* _Excerpted records_:
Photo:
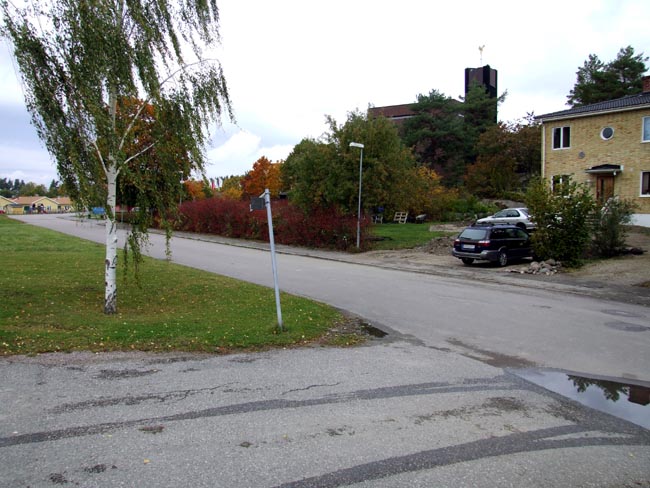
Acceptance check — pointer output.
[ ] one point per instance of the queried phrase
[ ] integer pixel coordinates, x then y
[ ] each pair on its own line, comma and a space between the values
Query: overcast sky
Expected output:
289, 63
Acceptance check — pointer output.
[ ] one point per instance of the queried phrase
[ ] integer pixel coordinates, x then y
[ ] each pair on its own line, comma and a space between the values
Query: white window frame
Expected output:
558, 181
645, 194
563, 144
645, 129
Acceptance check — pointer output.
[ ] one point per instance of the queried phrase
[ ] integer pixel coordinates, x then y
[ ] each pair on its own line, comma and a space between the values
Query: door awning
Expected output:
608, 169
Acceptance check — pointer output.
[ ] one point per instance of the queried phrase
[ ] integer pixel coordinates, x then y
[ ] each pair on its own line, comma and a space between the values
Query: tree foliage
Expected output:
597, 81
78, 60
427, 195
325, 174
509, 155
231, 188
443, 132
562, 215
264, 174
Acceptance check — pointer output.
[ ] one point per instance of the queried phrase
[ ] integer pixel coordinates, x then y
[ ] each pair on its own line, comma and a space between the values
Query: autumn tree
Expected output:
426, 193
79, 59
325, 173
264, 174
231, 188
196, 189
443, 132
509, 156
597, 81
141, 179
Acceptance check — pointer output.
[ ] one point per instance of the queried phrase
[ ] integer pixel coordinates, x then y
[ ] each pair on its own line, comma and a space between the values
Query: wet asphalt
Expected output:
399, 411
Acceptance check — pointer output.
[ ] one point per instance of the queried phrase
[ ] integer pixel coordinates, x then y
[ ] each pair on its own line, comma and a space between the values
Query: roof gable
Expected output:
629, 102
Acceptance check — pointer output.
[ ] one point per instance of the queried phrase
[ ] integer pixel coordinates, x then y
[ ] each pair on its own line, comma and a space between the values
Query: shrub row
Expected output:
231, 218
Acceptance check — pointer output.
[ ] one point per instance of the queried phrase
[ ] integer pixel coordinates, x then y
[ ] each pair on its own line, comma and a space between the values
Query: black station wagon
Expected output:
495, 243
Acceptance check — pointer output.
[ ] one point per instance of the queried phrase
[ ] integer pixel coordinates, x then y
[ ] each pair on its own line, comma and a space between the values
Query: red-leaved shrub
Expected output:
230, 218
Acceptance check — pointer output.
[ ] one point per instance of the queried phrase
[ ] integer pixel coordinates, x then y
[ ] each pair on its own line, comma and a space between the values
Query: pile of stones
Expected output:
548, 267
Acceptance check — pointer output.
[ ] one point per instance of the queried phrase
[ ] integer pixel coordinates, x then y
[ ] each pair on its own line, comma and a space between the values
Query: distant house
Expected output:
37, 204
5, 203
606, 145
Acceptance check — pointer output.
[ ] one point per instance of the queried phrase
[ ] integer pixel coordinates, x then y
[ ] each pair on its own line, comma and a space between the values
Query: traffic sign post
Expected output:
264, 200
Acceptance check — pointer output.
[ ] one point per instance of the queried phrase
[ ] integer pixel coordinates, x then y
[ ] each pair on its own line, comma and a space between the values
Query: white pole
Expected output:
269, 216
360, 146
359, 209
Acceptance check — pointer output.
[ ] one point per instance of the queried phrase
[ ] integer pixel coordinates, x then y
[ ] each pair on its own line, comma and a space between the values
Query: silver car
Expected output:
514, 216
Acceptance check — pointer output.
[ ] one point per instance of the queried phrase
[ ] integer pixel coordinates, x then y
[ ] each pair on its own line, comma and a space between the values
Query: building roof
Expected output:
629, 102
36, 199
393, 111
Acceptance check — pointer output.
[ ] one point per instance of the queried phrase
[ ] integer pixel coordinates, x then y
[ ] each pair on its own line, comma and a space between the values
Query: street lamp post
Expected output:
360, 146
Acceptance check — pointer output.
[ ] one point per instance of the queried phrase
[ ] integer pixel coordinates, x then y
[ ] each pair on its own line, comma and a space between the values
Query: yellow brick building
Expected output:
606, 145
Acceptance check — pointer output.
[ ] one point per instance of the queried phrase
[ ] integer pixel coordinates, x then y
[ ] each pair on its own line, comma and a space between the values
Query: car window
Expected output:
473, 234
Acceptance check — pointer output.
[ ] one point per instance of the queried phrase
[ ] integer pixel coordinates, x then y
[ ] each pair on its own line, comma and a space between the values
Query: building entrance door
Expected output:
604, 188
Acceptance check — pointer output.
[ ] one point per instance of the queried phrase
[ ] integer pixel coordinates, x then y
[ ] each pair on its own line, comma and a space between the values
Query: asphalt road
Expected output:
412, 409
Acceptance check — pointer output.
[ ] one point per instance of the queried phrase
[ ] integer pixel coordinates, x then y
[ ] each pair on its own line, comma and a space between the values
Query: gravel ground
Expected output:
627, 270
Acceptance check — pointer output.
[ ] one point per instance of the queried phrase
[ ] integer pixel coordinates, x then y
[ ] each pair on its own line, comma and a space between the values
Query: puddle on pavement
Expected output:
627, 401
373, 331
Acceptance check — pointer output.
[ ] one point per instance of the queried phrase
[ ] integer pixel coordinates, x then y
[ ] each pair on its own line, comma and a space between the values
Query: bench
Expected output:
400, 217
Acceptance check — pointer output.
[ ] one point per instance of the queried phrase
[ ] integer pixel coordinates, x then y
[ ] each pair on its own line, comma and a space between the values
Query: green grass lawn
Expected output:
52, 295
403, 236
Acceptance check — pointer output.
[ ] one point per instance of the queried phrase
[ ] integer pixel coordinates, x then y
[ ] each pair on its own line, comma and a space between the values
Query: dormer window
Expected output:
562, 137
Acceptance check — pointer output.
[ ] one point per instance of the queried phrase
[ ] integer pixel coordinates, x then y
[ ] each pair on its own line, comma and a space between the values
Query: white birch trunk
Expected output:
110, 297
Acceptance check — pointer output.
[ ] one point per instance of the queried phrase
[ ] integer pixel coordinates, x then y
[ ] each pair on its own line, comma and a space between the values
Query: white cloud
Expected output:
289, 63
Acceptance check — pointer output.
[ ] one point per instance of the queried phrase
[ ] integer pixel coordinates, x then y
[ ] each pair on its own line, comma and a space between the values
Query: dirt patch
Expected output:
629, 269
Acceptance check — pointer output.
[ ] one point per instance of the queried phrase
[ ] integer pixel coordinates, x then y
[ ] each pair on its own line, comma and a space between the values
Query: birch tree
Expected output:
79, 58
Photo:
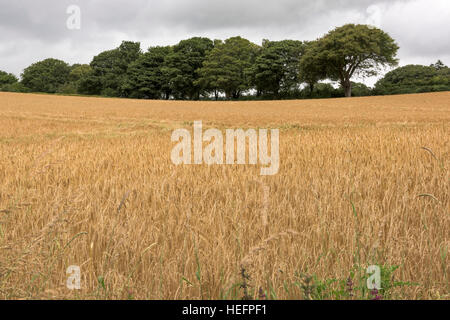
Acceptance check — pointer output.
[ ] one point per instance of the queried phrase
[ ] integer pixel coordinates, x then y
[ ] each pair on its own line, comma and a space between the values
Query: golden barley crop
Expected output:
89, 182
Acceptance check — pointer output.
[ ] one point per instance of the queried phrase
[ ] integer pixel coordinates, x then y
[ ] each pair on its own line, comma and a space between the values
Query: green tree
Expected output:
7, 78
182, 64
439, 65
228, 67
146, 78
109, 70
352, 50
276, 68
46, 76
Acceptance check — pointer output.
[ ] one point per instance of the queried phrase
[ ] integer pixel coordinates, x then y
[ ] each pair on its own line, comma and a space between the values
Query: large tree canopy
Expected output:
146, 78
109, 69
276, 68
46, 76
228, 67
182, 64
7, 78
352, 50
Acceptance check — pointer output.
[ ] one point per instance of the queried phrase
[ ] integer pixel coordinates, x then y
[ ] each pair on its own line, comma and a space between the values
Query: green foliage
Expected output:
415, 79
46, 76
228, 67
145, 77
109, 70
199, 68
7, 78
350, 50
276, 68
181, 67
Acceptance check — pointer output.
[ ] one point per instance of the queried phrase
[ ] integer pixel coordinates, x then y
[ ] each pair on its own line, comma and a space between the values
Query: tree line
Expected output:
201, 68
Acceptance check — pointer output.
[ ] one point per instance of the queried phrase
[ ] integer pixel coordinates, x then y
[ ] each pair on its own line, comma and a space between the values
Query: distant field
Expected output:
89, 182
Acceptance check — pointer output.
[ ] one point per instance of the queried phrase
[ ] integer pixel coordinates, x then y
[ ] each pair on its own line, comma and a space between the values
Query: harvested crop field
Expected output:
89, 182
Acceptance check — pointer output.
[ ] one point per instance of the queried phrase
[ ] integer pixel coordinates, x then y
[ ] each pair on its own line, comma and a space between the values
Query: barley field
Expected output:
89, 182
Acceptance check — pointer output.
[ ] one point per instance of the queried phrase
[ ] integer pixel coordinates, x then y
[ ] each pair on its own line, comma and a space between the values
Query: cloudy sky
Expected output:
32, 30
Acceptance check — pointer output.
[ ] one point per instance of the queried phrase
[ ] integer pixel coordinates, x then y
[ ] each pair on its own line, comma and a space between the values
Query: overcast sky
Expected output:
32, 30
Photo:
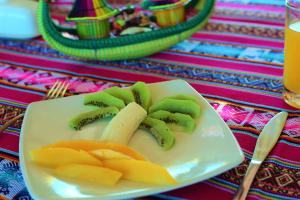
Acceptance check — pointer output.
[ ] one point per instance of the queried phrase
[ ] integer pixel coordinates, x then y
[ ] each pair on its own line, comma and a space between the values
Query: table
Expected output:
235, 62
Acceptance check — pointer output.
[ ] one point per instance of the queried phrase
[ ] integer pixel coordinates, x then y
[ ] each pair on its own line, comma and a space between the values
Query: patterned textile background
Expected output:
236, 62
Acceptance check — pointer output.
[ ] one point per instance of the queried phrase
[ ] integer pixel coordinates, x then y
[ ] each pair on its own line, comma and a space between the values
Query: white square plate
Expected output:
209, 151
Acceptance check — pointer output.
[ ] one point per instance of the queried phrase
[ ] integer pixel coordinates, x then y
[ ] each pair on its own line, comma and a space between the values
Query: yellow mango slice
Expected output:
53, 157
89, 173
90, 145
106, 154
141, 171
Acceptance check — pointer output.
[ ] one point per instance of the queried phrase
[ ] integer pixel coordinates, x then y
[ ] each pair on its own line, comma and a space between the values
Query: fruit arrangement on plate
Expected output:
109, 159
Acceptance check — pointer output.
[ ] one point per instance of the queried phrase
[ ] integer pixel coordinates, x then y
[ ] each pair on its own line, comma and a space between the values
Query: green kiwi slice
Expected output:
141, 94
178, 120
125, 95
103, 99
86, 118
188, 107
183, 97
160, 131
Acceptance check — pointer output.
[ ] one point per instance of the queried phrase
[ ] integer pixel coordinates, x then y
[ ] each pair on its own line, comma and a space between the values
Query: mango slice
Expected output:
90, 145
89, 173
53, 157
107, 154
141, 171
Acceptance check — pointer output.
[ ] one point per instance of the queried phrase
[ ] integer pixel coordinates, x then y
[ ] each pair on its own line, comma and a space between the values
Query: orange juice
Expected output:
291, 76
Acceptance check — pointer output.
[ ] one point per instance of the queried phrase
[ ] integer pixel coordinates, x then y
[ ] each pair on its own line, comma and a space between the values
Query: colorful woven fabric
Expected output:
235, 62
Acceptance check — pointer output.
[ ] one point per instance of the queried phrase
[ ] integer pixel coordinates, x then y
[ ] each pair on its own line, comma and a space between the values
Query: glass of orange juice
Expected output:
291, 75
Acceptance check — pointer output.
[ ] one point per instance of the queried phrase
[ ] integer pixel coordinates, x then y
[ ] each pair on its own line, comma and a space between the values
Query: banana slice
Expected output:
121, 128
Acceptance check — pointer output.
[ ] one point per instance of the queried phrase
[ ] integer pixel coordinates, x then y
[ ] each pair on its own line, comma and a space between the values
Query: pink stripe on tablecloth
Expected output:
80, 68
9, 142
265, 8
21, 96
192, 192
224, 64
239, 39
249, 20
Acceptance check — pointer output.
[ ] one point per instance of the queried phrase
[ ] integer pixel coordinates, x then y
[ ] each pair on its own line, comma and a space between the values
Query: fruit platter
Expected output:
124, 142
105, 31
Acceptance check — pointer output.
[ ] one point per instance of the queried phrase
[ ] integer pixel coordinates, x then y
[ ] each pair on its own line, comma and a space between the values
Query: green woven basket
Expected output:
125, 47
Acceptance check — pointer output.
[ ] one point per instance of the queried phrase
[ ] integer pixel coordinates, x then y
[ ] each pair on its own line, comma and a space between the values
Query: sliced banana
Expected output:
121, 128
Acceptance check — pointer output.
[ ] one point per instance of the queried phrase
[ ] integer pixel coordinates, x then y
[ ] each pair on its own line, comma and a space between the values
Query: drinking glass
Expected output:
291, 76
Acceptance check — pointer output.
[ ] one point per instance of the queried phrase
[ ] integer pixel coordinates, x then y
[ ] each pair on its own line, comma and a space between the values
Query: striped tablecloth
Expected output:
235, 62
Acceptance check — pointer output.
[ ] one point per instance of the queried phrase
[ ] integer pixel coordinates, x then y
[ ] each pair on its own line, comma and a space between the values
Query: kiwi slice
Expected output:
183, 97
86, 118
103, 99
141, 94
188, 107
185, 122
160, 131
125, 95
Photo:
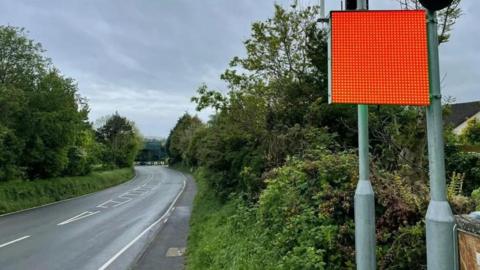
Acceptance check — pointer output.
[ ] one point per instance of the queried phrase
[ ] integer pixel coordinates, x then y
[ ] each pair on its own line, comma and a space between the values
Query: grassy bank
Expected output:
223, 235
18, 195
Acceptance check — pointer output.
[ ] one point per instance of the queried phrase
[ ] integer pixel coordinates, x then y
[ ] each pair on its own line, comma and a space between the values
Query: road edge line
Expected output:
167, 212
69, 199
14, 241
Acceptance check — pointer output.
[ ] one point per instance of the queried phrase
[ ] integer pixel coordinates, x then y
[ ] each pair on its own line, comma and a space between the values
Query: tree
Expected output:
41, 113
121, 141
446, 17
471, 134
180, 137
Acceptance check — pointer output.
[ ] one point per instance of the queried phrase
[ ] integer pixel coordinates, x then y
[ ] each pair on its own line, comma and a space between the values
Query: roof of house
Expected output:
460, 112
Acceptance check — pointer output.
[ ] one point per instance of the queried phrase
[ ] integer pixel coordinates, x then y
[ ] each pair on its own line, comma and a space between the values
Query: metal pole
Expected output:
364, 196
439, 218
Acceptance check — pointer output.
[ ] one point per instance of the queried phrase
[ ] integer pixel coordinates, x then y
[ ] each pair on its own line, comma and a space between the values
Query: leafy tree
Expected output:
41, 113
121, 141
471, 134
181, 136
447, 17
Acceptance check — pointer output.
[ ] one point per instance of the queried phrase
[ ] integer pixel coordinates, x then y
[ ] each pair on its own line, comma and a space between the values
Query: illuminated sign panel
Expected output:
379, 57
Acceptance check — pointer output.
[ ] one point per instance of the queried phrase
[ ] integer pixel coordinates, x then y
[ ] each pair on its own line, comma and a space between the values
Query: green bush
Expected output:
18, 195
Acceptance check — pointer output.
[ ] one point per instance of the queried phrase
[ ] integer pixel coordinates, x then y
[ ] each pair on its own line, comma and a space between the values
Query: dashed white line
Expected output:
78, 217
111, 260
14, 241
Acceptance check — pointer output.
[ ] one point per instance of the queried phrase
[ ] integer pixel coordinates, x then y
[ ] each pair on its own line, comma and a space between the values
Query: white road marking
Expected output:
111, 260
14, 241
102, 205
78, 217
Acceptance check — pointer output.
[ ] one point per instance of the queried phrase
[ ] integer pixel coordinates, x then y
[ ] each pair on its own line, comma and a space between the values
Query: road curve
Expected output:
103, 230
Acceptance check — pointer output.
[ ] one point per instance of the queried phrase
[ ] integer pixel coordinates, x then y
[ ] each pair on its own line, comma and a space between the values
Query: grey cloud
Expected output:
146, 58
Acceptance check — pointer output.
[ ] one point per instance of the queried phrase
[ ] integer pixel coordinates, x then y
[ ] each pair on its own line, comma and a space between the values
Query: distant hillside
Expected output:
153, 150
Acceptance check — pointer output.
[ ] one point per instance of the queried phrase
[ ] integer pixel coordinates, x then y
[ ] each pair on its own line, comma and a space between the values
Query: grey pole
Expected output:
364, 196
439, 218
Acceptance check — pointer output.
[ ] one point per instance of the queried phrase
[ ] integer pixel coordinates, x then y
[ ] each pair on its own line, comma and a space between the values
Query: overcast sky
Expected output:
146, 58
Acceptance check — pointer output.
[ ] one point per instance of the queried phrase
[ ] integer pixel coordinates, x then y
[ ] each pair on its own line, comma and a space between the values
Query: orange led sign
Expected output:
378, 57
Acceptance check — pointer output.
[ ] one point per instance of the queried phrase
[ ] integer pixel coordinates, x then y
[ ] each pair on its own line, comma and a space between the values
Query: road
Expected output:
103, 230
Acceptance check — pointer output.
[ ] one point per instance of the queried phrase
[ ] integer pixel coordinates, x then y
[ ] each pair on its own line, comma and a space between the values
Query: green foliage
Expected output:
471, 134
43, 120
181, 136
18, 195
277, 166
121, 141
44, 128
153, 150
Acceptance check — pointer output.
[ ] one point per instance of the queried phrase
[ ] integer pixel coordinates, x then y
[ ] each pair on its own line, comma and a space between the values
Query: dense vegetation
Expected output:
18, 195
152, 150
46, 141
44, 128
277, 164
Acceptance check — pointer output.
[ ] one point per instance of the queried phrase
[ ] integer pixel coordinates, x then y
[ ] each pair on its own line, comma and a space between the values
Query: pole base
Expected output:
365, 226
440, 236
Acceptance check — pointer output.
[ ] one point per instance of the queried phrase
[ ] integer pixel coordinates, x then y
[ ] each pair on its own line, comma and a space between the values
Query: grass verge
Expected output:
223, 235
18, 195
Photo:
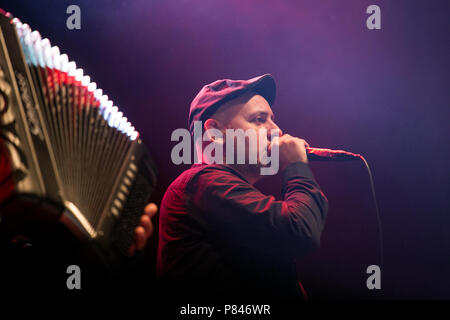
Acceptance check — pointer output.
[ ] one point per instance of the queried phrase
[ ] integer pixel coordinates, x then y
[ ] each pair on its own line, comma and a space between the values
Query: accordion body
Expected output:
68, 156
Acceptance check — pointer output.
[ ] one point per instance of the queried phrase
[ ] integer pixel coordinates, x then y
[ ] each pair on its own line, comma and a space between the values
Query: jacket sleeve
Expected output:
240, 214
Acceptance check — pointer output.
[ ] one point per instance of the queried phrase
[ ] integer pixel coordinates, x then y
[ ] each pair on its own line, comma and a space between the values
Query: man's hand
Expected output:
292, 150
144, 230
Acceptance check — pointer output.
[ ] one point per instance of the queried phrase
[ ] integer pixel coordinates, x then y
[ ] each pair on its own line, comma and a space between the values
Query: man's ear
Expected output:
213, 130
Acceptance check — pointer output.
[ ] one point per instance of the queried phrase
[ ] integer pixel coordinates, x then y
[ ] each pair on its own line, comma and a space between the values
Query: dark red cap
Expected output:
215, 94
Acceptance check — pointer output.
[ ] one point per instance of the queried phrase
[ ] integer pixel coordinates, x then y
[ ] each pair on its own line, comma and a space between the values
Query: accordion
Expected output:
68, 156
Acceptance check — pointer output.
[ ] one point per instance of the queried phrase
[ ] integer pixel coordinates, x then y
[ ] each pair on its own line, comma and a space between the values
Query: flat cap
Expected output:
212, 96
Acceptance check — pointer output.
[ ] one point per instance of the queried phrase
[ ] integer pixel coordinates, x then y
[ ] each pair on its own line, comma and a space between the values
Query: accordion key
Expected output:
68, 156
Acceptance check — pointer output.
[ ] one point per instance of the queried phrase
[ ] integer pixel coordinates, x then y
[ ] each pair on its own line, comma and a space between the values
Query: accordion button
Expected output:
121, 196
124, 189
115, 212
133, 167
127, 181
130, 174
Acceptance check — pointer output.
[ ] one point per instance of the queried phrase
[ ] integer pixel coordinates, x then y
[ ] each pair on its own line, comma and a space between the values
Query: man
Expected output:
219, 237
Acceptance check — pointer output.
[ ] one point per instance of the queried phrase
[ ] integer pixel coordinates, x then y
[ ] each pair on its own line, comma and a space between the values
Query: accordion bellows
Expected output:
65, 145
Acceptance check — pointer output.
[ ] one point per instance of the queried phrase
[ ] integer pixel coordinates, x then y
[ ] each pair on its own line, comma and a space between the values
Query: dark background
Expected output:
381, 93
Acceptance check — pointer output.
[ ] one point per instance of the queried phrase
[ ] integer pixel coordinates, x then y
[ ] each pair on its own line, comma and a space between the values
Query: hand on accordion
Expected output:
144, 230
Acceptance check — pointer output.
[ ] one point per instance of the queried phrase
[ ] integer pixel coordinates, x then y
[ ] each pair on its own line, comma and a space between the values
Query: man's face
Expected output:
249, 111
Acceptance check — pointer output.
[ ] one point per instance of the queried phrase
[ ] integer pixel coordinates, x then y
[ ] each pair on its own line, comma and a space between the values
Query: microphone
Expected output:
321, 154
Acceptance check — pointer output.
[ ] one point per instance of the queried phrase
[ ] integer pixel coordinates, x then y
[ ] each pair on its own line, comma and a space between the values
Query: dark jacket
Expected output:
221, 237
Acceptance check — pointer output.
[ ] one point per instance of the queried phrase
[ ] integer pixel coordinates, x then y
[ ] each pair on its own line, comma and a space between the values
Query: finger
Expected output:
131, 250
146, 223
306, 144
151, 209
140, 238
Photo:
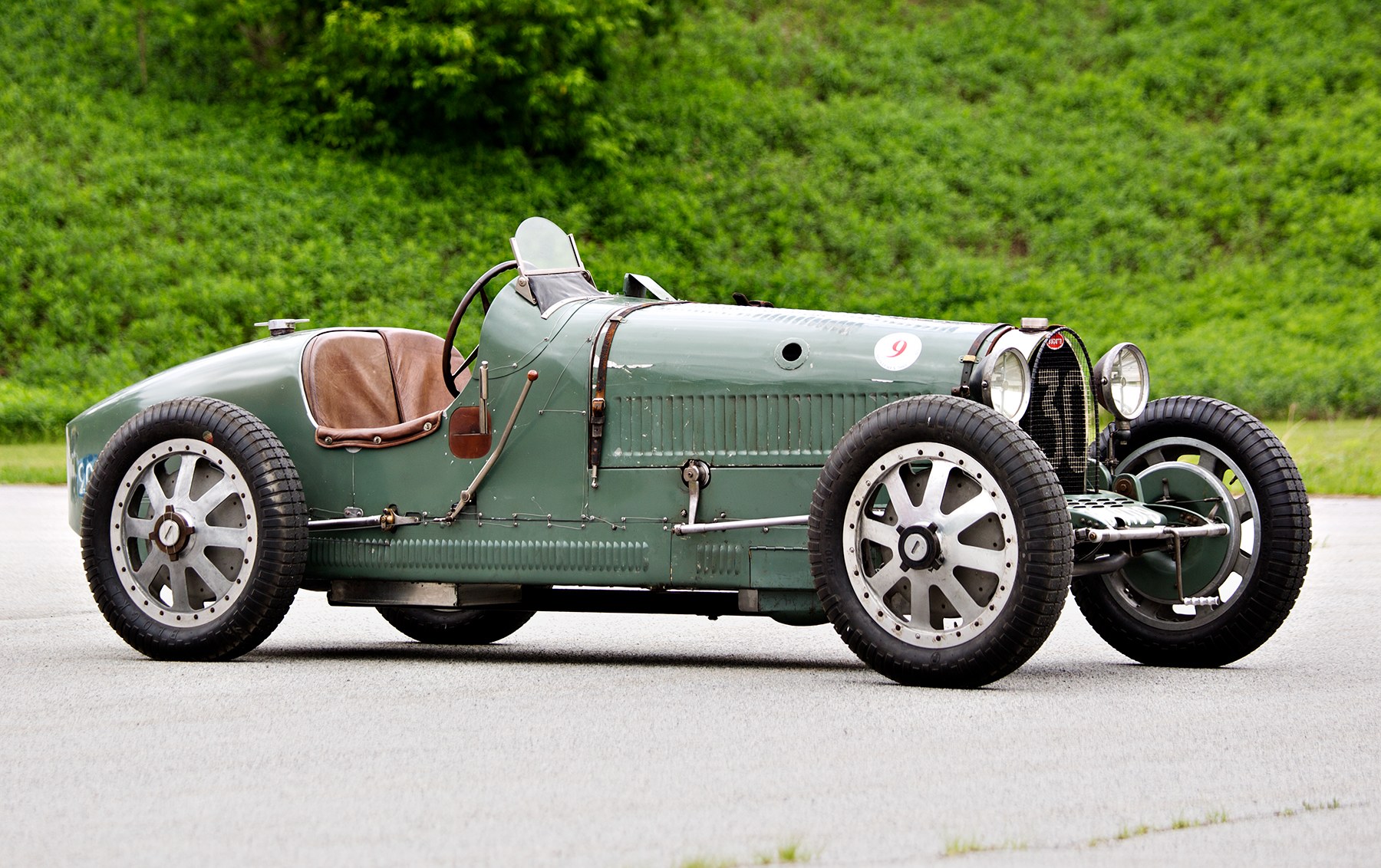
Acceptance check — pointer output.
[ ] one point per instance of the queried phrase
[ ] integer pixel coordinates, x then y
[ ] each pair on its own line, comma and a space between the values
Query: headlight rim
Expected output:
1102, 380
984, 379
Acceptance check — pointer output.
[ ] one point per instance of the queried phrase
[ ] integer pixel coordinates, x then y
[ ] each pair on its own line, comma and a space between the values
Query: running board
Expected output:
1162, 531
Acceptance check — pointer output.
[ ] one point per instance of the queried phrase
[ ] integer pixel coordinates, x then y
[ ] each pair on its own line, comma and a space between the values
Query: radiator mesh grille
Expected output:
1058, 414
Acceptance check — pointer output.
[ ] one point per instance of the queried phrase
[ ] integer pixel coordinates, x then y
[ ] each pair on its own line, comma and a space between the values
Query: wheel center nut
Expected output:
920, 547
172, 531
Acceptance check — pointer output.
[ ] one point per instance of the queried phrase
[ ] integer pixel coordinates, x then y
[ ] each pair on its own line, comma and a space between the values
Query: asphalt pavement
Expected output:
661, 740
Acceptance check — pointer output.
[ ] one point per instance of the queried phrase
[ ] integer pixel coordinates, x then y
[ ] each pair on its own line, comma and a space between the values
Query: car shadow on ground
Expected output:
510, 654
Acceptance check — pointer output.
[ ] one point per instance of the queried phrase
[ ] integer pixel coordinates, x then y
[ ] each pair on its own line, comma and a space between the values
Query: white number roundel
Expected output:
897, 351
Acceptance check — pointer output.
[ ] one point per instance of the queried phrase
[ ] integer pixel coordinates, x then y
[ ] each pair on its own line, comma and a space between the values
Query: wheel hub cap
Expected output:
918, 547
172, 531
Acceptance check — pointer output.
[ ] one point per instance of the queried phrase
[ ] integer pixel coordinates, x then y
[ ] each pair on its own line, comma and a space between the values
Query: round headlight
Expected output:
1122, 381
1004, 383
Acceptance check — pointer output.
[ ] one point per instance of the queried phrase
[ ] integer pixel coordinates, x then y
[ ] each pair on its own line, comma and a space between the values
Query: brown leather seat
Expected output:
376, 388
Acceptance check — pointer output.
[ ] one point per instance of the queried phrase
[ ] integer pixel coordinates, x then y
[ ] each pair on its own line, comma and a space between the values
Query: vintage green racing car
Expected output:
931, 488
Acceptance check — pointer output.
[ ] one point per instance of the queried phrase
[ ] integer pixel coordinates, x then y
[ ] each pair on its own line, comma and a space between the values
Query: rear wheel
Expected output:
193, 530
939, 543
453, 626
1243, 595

* _Prompt_: Show every line above that contains the word "door", copying each one in full.

* _Solution to the problem_:
Query: door awning
Query: building entrance door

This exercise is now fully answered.